---------- Supplied material ----------

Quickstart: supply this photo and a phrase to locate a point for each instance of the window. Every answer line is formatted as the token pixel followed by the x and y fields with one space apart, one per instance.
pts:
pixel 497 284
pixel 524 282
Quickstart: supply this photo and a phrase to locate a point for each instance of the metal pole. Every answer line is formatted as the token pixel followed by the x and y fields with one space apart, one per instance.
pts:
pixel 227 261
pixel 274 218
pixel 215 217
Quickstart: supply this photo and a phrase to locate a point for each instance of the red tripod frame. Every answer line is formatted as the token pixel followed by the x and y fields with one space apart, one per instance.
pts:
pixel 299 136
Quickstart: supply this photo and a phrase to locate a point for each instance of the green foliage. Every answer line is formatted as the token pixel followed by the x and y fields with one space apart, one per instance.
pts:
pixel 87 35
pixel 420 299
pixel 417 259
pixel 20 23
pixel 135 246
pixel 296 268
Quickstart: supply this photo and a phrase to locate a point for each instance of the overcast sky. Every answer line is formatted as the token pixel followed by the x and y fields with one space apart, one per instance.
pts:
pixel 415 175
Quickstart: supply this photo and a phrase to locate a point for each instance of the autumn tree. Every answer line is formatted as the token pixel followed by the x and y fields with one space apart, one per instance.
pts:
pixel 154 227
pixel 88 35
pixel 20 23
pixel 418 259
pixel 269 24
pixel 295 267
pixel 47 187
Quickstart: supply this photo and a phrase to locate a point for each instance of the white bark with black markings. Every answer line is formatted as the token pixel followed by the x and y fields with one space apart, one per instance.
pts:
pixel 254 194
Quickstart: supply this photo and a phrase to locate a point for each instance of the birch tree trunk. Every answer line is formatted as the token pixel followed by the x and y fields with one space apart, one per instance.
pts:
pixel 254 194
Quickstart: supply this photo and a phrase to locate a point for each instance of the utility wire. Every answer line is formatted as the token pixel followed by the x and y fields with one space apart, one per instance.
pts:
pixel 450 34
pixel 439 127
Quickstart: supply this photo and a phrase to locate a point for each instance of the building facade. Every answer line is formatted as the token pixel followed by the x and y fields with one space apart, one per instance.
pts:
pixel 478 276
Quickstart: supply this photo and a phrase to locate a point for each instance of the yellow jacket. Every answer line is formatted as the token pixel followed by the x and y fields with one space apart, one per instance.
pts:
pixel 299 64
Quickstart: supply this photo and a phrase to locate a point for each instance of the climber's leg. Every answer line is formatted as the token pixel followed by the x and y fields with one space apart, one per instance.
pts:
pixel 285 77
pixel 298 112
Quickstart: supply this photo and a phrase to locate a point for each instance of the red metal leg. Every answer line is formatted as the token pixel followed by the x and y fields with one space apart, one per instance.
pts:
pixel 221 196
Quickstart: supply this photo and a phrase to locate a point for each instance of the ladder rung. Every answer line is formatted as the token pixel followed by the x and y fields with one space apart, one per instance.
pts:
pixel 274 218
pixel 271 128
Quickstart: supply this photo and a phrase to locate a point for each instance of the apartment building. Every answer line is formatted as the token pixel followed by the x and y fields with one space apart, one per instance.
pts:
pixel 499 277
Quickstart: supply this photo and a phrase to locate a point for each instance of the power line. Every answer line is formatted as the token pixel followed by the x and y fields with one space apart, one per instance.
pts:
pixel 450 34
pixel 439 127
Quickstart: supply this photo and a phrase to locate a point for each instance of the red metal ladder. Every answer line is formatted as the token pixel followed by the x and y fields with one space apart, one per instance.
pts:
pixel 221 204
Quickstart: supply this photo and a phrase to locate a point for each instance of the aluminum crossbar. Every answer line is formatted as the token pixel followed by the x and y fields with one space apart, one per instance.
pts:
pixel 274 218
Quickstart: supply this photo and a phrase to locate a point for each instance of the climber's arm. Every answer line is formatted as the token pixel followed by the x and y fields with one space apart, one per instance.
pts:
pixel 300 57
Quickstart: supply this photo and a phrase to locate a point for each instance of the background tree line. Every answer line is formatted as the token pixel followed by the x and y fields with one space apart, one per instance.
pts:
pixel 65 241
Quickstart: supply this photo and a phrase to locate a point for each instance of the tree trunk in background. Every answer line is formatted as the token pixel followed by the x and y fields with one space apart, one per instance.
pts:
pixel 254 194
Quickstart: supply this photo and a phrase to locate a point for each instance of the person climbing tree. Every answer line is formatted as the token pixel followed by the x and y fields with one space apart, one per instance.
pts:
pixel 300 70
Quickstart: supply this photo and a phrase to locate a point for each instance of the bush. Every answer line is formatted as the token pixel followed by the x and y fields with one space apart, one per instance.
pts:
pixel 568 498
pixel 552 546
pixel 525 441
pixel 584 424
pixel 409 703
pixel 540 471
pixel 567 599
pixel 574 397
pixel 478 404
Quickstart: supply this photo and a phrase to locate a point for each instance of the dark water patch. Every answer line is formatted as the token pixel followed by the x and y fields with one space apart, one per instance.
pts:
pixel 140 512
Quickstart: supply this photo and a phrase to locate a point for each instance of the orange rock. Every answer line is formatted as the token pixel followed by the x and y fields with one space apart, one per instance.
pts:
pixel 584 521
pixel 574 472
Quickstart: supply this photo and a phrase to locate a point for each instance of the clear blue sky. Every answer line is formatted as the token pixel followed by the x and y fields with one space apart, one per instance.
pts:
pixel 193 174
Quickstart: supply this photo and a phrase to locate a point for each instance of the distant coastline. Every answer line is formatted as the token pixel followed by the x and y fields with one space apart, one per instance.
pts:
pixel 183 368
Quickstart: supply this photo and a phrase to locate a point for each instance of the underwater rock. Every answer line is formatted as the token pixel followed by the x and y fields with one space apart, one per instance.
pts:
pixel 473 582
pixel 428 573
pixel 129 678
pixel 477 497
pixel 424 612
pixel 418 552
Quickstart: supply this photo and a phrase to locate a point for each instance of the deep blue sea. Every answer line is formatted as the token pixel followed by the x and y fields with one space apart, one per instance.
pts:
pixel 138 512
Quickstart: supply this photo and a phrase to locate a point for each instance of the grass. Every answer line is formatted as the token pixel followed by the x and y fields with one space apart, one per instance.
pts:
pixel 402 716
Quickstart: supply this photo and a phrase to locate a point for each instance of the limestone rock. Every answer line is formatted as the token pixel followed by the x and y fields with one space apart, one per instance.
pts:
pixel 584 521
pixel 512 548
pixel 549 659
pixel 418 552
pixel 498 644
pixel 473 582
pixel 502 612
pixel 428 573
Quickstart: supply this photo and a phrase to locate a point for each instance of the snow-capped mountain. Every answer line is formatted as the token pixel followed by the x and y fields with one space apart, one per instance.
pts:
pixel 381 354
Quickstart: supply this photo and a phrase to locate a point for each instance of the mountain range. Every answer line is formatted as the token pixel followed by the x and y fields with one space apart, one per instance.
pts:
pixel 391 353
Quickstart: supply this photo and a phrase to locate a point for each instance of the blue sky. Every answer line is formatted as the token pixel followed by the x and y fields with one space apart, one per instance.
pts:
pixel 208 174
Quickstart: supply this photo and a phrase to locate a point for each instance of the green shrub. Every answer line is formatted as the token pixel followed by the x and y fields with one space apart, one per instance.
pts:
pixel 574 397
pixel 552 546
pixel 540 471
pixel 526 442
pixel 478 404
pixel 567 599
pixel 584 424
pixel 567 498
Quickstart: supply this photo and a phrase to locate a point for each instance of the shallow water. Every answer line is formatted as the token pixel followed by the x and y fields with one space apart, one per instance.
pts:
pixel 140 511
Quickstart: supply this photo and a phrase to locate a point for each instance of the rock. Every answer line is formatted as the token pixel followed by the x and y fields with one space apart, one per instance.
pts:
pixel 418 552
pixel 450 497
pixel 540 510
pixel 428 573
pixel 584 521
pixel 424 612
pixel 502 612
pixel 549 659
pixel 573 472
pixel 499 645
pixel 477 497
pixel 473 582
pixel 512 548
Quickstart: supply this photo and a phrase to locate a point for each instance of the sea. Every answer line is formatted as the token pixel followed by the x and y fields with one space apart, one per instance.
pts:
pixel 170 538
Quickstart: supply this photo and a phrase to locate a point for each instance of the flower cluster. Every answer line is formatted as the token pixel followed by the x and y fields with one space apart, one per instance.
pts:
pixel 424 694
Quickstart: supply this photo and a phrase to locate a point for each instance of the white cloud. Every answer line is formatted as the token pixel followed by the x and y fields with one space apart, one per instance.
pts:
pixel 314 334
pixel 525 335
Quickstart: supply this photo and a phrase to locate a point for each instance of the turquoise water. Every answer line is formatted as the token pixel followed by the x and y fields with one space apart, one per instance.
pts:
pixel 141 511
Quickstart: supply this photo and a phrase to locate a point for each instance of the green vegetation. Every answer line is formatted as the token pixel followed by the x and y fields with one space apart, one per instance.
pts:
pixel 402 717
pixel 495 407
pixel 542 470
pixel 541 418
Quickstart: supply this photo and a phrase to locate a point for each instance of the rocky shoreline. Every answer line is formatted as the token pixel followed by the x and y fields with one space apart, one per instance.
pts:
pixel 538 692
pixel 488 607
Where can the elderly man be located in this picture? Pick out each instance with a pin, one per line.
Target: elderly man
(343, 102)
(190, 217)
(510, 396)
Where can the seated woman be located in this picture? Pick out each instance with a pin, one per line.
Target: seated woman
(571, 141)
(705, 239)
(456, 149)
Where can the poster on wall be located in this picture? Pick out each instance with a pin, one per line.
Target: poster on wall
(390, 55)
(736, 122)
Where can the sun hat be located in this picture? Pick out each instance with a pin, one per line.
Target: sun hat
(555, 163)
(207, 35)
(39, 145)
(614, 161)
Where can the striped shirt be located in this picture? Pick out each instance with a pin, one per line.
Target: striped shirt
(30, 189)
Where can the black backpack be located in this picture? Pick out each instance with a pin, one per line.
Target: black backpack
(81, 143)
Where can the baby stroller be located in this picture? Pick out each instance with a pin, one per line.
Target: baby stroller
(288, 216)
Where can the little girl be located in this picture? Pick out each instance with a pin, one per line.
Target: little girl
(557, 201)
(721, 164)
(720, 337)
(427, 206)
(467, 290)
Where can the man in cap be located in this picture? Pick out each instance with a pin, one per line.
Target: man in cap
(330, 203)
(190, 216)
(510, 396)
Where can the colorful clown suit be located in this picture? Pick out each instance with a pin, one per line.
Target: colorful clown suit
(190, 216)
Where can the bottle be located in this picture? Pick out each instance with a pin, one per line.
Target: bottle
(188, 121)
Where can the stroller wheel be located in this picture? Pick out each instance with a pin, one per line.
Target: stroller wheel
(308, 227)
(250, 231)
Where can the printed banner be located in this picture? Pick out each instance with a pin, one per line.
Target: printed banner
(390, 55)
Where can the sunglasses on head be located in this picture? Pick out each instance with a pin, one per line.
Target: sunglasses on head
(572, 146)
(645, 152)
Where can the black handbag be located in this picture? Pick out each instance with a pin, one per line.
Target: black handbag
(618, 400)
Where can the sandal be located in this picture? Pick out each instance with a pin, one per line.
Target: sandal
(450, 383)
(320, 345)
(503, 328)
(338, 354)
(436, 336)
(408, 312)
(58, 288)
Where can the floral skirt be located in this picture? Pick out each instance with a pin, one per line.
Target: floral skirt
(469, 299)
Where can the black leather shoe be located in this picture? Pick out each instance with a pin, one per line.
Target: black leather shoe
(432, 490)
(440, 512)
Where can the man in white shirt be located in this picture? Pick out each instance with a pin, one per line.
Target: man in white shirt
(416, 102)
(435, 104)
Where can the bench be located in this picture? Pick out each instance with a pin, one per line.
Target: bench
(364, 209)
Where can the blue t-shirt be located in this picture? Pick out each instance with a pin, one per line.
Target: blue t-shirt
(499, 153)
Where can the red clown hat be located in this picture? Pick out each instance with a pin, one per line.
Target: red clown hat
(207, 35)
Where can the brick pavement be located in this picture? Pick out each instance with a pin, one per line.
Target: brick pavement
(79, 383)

----------

> [Problem]
Copy out the lines verbatim, starting at the line containing "the green foliage." and ending at the line containing "pixel 296 268", with both of those lines included.

> [Task response]
Quickstart: supply this photo and a phrase to locate a point for each instance of the green foliage. Every answer line is formatted as the token pixel followed by the x and y fields with one space apart, one per instance.
pts:
pixel 87 35
pixel 420 299
pixel 417 259
pixel 20 23
pixel 135 246
pixel 296 268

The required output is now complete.